TASKS AND EXERCISES:
a. In the Renao interview, who did Renao hold sessions with in London and LA?
b. Copy word for word the stretch of the Renao interview from "Favourite song on" through "it all together.".

Talking to: Renao
Photography by Ed Cooke
Renao’s new album Still Life marks a turning point, with the goal of being a musician whose identity isn’t fixed to a genre but to a presence, a voice. This spirit guides Still Life, an album where the connective tissue isn’t style, but Renao himself. The record grew out of a difficult year: visa issues, mental health struggles, management changes, and the looming reality of finding another profession. It was a year that stripped things back to instinct, forcing him to ask what he wanted to sound like when nothing was guaranteed.
The answer emerged slowly, through experiments in R&B, folk, and electronic textures; through sessions in London and LA with Daniel Memmi and Leon Vynehall; through a widening musical curiosity that pushed him beyond his early influences. Still Life captures the messy, nonlinear path of rebuilding, where an artist lets his voice be the anchor while everything else keeps shifting.
His first performance of the album carried that same air of experimentation and dedication to art, hopping from mic to various instruments under a yellow spotlight. The acoustics of St Matthias Church made for a raw and heartfelt performance littered with impressive vocals and personal anecdotes for the audience.
What was your goal with Still Life?
I like making music that goes from one end to the other, and I kind of feel like that's what Still Life is. If you just listen to the intro and outro, they’re two completely different sounds, but my voice links them together. My priority was to push myself sonically. I might have a thousand ideas happening at the same time, but my voice is the thread that connects everything. That’s how I believe great music comes together.
Favourite song on the album?
Runtime is a great one to sing, for me it has a timeless quality, it sounds like a 70s song. Like the Baby song, I think I would enjoy singing it for the rest of my career. It's just so simple, outside of my vocal stacks, it's like six of things. piano bass and then we added some sax at the end to tie it all together.

(Lines of data)
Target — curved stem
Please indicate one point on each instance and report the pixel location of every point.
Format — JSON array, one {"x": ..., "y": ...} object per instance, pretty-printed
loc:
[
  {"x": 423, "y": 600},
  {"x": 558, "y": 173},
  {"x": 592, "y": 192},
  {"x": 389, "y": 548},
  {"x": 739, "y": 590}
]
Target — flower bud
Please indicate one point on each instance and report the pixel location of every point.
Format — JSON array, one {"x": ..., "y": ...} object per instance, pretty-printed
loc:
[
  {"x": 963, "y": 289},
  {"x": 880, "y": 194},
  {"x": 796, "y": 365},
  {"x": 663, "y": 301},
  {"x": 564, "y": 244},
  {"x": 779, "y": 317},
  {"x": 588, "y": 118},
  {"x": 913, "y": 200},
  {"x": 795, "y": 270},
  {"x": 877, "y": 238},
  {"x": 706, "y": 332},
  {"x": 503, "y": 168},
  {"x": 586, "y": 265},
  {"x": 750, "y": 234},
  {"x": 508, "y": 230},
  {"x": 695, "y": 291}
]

---

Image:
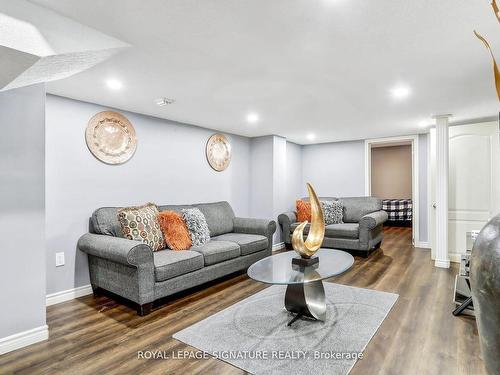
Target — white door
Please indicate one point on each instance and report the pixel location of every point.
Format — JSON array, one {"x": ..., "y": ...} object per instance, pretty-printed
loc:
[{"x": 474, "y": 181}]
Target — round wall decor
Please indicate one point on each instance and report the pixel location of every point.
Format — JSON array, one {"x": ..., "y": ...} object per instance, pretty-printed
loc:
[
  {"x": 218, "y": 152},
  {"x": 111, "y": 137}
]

FINAL ANSWERS:
a. Daniel Memmi and Leon Vynehall.

b.
Favourite song on the album?
Runtime is a great one to sing, for me it has a timeless quality, it sounds like a 70s song. Like the Baby song, I think I would enjoy singing it for the rest of my career. It's just so simple, outside of my vocal stacks, it's like six of things. piano bass and then we added some sax at the end to tie it all together.